(Data excerpts)
• • • • •
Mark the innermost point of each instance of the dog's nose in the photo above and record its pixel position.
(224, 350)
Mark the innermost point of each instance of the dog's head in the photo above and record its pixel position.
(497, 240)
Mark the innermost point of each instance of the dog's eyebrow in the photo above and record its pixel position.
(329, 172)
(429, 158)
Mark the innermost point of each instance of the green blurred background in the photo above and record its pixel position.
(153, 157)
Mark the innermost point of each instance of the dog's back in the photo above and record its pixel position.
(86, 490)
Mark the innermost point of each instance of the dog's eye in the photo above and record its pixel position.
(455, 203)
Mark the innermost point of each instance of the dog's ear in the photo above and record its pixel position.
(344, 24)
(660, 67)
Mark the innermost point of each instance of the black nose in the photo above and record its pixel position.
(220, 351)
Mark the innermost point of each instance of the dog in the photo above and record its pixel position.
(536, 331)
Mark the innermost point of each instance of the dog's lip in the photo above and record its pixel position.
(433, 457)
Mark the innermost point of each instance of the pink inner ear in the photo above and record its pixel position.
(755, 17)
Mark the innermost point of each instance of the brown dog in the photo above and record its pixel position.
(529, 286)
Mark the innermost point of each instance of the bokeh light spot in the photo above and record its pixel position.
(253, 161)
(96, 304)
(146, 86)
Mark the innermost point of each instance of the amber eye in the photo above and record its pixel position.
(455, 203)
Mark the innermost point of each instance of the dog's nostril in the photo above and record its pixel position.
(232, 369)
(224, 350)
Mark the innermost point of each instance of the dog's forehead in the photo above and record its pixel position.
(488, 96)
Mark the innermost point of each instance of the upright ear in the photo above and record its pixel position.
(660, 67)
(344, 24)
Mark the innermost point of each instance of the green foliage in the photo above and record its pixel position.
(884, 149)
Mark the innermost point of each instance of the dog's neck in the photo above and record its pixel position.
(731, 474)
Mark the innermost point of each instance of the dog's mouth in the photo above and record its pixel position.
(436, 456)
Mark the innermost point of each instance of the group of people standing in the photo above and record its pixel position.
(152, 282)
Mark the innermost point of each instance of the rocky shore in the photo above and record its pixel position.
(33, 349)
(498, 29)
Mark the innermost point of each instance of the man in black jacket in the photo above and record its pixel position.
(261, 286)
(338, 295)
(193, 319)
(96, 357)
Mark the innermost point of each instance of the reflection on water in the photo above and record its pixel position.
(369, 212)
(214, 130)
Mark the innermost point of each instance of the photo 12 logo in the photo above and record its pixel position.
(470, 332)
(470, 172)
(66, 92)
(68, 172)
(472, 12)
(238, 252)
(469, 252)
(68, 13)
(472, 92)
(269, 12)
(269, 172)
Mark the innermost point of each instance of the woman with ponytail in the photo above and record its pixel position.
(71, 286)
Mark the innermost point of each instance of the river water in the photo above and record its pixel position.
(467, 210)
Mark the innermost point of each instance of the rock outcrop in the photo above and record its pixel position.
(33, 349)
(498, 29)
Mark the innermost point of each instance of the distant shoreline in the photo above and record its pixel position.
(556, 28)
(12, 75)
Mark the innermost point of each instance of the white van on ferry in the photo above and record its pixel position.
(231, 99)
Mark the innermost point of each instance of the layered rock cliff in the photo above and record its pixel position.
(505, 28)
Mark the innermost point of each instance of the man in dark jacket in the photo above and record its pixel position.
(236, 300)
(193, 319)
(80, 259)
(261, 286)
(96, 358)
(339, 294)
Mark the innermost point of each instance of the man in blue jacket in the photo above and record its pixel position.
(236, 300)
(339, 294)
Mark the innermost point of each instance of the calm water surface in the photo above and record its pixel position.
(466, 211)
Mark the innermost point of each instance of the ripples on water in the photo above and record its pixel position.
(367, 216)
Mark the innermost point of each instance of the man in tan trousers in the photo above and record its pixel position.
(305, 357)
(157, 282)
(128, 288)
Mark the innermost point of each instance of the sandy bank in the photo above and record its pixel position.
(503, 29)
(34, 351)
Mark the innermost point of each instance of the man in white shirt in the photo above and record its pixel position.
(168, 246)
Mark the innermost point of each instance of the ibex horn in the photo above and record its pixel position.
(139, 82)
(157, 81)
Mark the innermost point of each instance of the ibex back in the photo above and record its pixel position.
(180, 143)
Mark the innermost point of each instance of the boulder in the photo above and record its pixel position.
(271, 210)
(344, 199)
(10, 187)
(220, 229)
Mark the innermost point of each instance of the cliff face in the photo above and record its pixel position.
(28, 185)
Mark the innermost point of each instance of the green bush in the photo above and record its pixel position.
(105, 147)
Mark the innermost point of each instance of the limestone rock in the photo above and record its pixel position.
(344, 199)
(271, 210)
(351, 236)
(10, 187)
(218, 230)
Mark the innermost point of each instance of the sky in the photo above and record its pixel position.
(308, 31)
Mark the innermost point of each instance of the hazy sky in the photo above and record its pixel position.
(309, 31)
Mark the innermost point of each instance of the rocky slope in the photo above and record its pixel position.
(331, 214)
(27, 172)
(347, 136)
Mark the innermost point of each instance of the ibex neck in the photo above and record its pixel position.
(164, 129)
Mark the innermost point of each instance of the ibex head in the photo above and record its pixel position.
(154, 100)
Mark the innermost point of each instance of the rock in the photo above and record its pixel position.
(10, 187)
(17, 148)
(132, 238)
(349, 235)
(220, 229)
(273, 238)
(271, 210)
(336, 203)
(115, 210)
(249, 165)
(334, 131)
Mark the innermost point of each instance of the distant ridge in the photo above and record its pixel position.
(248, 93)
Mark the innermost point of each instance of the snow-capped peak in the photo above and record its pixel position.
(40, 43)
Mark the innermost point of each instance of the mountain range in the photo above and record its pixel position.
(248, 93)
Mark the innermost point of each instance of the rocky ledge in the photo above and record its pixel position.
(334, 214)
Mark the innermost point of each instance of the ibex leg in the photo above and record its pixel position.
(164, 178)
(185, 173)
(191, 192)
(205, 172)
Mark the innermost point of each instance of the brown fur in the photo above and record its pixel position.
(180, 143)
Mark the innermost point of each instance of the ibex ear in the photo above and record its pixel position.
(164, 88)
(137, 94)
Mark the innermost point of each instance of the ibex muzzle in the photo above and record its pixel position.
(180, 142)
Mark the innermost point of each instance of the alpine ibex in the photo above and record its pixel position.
• • • • •
● What this task involves
Every record, copied exactly, is the expected answer.

● Task answer
Mark the innermost point of each instance of the dog's nose in the photo above and record its pixel position.
(224, 350)
Mark the innermost point of each instance of the dog's head in the photo above and record its pixel position.
(497, 240)
Mark the innermost point of each instance of the dog's eyebrow in the photo above and record its pixel position.
(329, 172)
(429, 158)
Mark the innermost point of each instance of the green blurred background in the photo above and record its pixel position.
(153, 157)
Mark the innermost point of each instance of the dog's back in the photo above and record its pixel position.
(86, 490)
Mark the innermost point of each instance of the dog's eye in the photo above and record its pixel position.
(455, 203)
Mark the innermost point of each instance of the dog's ear in the photo above and record its pixel position.
(344, 24)
(660, 67)
Mark the innermost point of each instance of the black nose in the photo above and record its pixel position.
(220, 351)
Mark the innermost point of each instance of the dog in the photo above and record its pixel position.
(536, 331)
Mark the innermost point of each instance of the dog's lip in the photo above and record its pixel position.
(433, 457)
Mark the innermost point of each instance of the pink inner ear in the photo above and record its pixel position.
(755, 17)
Mark the innermost point of each instance of the brown dog in the photo above and record its pixel position.
(529, 286)
Mark the innermost point of each instance of the bokeh light spot in the photo above and record its pixel position.
(253, 161)
(96, 304)
(146, 86)
Mark the innermost point of each instance of the amber eye in the photo above and record its pixel position.
(455, 203)
Mark the innermost point of each instance of the dog's nostril in the photo above and record its pixel position.
(232, 369)
(224, 350)
Mark the innermost point of each instance of the dog's forehead in the photo above and record its pixel position.
(488, 96)
Mark the innermost point of each instance of the upright ear in the photo above and record its pixel position.
(660, 67)
(344, 24)
Mark the innermost point of each instance of the green foliage in the photo above and record its pixel position.
(884, 149)
Mark the innermost point of each instance of the dog's neck in the photo above and record its pixel position.
(731, 474)
Mark the innermost point of each instance of the dog's mouth in the photo above and record its pixel position.
(436, 456)
Mark the innermost point of each instance of the group of people standing in the photo above and record its pixel position.
(152, 282)
Mark the innermost point of each instance of the rocky shore in the photo above and record its pixel position.
(33, 349)
(498, 29)
Mark the innermost point of each instance of the man in black jacket in the photo above and record its pixel position.
(261, 286)
(338, 295)
(193, 319)
(96, 357)
Mark the innermost point of each instance of the reflection on water in the photo above and record its pixel position.
(369, 212)
(214, 130)
Mark the innermost point of each instance of the photo 12 logo in the photo above and record its pixel position.
(470, 332)
(470, 172)
(66, 92)
(68, 172)
(472, 12)
(238, 252)
(469, 252)
(68, 13)
(472, 92)
(269, 12)
(269, 172)
Mark the innermost point of each instance of the woman with ponytail in the photo above and record its pixel position.
(71, 286)
Mark the innermost point of each instance of the river water in the photo above and record its pixel position.
(467, 210)
Mark the innermost point of each instance of the rock outcrop in the photo above and record its pixel position.
(33, 349)
(498, 29)
Mark the innermost point of each instance of the distant shoreline in the photo above and record its pixel position.
(556, 28)
(12, 75)
Mark the innermost point of each instance of the white van on ferry in the photo above and record its pixel position.
(231, 99)
Mark the innermost point of each instance of the layered rock cliff in the photo above and record its pixel position.
(505, 28)
Mark the innermost point of each instance of the man in dark jacket in the photo above and record its pixel position.
(236, 300)
(193, 319)
(80, 259)
(261, 286)
(96, 358)
(339, 294)
Mark the innermost point of each instance of the man in blue jacket in the photo above and record its pixel position.
(236, 300)
(339, 294)
Mark the innermost point of each instance of the calm water surface in the photo above and record its pixel position.
(466, 211)
Mark the innermost point of each instance of the ripples on water in the photo above and record its pixel position.
(367, 216)
Mark the innermost point of each instance of the man in tan trousers in the photo above and record its pixel position.
(305, 357)
(157, 282)
(128, 288)
Mark the innermost point of each instance of the sandy bank in the photo above and record its pixel position.
(503, 29)
(34, 351)
Mark the innermost point of each instance of the man in white shirt in the photo above and record its pixel position.
(168, 246)
Mark the innermost point of each instance of the ibex horn in the photo above and record its pixel position.
(139, 82)
(157, 81)
Mark the innermost point of each instance of the ibex back in the photo above and record its pixel position.
(180, 143)
Mark the innermost point of each instance of the boulder in the photo above and record its pixel position.
(271, 210)
(344, 199)
(10, 187)
(220, 229)
Mark the innermost point of each instance of the cliff face in the photo above and record its pixel position.
(28, 185)
Mark the innermost point of each instance of the green bush in the photo above and record its pixel position.
(105, 147)
Mark the innermost point of each instance of the limestone rock in the photo above and record its pixel position.
(344, 199)
(271, 210)
(351, 236)
(10, 187)
(218, 230)
Mark the innermost point of each instance of the sky in the photo above and record its pixel position.
(308, 31)
Mark the innermost point of each instance of the hazy sky in the photo above and record its pixel position.
(309, 31)
Mark the innermost point of each instance of the rocky slope in the photo above and record its pixel position.
(331, 214)
(27, 172)
(347, 136)
Mark the innermost point of each instance of the ibex neck in the photo above and record its pixel position.
(164, 129)
Mark the innermost point of each instance of the ibex head in the photo above and record its pixel position.
(154, 100)
Mark the innermost point of each instance of the rock in the photo above and record its pixel position.
(10, 187)
(17, 148)
(132, 238)
(349, 235)
(220, 229)
(273, 238)
(271, 210)
(336, 203)
(115, 210)
(249, 165)
(334, 131)
Mark the innermost point of each instance of the distant ridge in the photo above and record its pixel position.
(248, 93)
Mark the innermost point of each instance of the snow-capped peak in the photo above and record its pixel position.
(40, 43)
Mark the innermost point of each instance of the mountain range in the photo above and record its pixel position.
(248, 93)
Mark the innermost point of each instance of the rocky ledge in the photo above and record its pixel position.
(334, 214)
Mark the innermost point of each instance of the ibex leg in the photo above and record its pixel position.
(164, 178)
(185, 173)
(191, 192)
(205, 172)
Mark the innermost point of each instance of the brown fur in the photo above and record its pixel position.
(180, 143)
Mark the innermost point of each instance of the ibex ear in the photo above and record its pixel position.
(164, 88)
(137, 94)
Mark the innermost point of each instance of the ibex muzzle in the photo above and record its pixel position.
(180, 142)
Mark the innermost point of each instance of the alpine ibex in the photo above and record its pixel position.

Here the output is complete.